Records for this exercise:
________________________________________

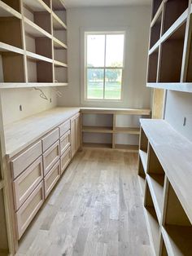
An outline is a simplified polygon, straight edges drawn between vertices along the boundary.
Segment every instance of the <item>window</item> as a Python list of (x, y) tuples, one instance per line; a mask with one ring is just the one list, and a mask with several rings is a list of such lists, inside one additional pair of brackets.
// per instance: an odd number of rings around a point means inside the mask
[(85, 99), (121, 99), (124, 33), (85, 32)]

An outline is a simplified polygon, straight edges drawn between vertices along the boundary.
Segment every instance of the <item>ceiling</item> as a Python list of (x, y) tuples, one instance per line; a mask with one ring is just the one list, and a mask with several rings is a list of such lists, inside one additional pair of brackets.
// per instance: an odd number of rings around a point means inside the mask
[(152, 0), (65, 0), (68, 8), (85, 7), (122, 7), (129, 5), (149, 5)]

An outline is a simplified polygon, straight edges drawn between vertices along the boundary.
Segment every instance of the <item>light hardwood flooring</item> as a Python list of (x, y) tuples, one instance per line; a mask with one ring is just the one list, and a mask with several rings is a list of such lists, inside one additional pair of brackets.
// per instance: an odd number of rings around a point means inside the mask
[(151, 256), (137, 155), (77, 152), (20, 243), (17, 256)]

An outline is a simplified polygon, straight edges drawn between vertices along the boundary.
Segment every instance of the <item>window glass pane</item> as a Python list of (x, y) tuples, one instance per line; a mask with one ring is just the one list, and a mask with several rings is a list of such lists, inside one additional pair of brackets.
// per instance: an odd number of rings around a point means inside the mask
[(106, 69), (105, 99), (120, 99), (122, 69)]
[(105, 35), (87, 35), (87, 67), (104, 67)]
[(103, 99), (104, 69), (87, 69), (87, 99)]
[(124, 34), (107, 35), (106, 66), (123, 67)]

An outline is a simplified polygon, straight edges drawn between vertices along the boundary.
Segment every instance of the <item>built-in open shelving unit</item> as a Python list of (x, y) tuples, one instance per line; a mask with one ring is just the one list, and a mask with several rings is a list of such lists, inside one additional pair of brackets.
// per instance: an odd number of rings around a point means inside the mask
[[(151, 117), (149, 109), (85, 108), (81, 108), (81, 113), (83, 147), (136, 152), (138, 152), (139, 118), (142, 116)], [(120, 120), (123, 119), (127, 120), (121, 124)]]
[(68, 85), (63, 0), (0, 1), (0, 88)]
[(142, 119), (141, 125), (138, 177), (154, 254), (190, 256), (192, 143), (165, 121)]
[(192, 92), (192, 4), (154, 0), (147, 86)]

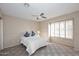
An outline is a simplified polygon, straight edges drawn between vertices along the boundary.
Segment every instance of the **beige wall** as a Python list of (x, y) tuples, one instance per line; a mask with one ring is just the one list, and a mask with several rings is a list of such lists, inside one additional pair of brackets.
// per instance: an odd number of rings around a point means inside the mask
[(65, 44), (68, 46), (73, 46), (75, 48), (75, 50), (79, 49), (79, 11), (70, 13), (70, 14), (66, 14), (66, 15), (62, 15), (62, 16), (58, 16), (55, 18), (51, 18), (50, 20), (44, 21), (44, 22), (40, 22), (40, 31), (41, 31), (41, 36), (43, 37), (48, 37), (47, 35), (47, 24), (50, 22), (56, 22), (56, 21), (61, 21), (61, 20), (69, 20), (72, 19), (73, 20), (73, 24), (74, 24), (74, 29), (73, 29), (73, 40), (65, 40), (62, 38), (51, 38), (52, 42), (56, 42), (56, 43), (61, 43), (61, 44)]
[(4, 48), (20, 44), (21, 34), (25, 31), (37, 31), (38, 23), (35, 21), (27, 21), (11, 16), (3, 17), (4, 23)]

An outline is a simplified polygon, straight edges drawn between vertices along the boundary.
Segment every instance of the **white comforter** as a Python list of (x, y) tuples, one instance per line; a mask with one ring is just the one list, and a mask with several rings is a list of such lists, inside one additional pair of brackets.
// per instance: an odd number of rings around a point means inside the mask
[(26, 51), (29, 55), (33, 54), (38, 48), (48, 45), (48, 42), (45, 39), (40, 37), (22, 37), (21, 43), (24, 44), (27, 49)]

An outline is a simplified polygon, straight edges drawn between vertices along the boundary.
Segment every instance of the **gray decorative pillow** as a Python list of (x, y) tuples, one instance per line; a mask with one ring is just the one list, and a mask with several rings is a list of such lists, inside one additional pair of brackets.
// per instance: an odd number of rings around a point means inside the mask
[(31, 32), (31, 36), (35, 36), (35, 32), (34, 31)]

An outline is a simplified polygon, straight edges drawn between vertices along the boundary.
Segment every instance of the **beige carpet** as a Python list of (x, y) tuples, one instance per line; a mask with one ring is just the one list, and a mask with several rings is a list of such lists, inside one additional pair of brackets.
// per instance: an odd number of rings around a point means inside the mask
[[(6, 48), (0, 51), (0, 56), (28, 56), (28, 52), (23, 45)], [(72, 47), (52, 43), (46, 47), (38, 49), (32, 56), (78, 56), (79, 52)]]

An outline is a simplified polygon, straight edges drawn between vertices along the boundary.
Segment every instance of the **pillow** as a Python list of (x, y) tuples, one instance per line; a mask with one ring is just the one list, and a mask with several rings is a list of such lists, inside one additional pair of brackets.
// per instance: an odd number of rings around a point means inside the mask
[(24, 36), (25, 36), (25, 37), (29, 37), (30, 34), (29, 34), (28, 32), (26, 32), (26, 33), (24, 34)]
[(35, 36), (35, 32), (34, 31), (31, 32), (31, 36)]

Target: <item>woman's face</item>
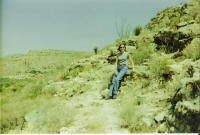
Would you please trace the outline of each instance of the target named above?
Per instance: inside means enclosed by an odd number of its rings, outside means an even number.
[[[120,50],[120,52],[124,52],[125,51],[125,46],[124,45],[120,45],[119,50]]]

________________________________________

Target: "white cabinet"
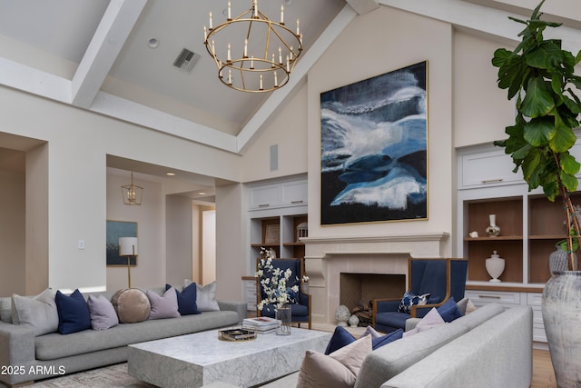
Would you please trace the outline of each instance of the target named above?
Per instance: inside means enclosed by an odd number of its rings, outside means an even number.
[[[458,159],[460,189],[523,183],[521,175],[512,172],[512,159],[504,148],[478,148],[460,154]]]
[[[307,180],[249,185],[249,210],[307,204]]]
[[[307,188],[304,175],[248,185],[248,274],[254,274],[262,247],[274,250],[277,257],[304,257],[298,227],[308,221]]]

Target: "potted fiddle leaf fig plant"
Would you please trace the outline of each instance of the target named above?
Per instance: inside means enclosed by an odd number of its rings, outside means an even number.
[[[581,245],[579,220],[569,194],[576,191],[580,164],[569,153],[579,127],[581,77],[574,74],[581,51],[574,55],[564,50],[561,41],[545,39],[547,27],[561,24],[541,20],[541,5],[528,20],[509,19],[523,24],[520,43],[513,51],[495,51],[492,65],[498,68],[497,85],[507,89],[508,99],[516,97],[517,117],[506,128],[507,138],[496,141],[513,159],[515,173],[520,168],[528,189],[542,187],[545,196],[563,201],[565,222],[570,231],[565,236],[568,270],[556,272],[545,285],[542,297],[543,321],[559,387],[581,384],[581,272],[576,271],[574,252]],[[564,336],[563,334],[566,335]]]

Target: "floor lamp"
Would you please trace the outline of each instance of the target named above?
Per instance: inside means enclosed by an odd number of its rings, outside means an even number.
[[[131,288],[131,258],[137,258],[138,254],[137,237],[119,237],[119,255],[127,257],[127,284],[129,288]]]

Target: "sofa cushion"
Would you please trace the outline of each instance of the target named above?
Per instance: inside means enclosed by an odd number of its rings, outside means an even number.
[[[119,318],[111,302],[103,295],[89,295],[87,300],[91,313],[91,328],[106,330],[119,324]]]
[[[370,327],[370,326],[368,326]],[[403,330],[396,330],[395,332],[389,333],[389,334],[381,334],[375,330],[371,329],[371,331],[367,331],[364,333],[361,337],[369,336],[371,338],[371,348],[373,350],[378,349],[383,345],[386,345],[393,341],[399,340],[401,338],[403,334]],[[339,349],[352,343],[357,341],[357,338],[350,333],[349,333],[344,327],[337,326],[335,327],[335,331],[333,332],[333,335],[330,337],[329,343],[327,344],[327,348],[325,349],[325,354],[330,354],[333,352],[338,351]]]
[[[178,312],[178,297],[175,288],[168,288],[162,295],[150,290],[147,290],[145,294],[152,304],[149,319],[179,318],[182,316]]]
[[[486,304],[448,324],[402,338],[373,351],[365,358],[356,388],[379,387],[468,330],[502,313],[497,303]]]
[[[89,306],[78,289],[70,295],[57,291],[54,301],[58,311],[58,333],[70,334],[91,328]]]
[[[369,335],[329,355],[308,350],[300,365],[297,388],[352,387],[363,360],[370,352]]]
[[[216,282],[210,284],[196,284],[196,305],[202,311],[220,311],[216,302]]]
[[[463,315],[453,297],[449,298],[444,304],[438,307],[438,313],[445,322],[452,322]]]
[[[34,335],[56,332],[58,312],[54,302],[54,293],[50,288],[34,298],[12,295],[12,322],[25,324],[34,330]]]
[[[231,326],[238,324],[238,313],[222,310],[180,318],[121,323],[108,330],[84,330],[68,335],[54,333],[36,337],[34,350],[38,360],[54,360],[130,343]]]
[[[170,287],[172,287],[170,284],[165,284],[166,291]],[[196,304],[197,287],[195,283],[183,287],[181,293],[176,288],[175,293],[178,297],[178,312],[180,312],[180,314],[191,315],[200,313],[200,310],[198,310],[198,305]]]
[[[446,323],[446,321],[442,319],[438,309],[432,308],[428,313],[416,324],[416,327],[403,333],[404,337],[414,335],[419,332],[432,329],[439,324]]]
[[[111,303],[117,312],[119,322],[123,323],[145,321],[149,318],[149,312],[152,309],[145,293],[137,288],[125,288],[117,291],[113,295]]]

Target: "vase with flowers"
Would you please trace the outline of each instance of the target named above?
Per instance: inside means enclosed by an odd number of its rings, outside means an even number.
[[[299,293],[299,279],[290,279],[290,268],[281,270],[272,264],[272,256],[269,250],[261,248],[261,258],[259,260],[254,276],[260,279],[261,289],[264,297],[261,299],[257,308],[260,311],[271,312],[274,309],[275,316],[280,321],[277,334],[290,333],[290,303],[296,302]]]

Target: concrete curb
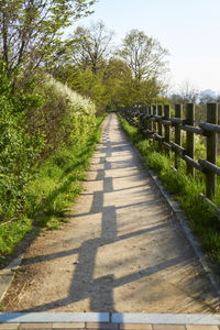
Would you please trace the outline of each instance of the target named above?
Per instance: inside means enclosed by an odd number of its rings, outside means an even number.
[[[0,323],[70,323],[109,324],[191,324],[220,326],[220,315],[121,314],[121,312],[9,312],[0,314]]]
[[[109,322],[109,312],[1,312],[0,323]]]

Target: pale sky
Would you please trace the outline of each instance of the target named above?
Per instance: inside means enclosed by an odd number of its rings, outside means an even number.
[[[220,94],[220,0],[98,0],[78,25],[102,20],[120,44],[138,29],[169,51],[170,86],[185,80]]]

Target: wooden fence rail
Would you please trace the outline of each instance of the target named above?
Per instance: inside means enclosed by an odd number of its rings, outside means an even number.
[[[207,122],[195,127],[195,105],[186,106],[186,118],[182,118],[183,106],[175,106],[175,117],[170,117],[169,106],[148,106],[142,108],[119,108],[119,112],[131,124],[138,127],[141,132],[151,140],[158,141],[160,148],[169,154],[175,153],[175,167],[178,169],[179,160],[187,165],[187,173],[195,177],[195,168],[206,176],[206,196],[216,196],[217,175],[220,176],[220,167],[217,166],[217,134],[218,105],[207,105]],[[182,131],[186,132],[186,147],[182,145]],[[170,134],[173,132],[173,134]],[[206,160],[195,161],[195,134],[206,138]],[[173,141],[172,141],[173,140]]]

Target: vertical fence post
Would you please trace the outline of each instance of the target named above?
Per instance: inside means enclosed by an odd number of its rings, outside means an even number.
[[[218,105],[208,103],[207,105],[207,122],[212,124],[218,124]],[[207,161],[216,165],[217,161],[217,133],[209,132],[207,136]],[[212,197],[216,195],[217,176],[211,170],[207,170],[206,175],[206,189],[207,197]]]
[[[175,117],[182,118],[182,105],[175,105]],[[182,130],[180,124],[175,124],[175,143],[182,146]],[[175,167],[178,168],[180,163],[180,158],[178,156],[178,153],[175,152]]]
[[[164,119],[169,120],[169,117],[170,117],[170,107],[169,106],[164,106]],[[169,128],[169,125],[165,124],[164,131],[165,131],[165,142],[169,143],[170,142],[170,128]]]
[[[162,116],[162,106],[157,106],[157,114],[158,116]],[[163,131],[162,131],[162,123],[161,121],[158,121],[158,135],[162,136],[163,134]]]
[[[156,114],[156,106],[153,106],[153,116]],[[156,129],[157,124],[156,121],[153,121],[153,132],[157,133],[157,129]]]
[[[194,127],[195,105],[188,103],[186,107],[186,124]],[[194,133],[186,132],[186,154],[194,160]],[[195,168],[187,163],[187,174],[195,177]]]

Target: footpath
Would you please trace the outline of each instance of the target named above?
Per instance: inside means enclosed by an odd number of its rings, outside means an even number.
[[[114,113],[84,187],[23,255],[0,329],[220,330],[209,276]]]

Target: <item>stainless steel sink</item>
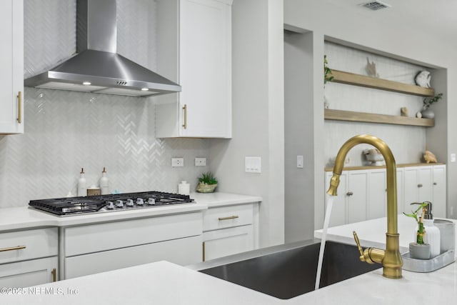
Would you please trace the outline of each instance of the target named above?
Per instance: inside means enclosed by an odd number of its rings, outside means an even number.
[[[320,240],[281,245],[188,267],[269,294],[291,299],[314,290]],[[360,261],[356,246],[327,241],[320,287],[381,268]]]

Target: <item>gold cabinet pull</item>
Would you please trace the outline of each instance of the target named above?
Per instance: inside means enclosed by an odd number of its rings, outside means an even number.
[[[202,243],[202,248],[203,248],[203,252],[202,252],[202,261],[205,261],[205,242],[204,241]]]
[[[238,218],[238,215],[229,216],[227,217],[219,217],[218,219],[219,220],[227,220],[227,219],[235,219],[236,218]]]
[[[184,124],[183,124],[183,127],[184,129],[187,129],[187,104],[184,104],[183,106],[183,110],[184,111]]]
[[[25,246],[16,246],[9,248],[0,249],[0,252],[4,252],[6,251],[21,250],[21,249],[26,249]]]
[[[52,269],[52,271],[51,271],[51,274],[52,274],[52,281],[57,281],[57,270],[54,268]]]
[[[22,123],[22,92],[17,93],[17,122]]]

________________________________________

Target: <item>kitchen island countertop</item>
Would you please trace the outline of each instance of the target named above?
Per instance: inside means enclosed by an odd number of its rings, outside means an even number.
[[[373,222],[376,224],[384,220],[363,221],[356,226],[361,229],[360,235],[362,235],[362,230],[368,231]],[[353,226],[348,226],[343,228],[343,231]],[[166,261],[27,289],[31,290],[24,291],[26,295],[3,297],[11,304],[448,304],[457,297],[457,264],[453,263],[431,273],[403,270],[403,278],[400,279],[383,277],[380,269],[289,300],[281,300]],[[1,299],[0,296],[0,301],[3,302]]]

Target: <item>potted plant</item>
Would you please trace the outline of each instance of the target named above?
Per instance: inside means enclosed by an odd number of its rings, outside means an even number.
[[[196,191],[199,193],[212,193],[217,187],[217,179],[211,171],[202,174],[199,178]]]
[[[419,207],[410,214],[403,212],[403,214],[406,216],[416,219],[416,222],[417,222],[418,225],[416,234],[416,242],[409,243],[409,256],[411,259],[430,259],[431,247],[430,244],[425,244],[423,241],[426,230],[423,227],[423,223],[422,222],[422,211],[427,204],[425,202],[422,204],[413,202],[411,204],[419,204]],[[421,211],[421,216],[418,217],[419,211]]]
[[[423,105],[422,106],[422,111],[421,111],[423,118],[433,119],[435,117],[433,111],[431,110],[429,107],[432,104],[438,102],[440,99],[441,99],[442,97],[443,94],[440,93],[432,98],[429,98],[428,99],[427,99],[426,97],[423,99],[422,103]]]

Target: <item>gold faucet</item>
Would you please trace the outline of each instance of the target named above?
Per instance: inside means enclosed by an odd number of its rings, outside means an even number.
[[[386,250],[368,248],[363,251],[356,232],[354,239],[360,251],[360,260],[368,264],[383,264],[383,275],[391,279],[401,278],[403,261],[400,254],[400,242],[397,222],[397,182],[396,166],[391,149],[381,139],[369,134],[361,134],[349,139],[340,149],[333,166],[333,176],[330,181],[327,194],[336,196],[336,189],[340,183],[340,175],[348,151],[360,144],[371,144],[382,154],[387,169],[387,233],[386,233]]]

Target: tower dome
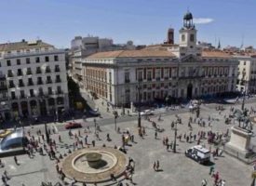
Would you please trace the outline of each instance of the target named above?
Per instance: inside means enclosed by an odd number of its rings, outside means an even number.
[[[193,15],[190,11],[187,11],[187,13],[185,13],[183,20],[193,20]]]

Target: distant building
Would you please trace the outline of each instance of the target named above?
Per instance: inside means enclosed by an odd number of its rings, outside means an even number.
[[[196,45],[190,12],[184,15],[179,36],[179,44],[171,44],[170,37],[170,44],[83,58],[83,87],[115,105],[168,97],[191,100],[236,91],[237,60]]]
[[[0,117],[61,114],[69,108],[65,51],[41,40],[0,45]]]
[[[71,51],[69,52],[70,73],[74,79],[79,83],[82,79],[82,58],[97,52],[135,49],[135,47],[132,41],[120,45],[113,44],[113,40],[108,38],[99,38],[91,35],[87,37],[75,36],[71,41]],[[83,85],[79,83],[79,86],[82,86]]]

________________________________________

Exercise: Collect every line of the records that contains the string "potted" and copy each one in full.

Output for this exercise:
Target: "potted fiddle leaf fig plant"
Target: <item>potted plant</item>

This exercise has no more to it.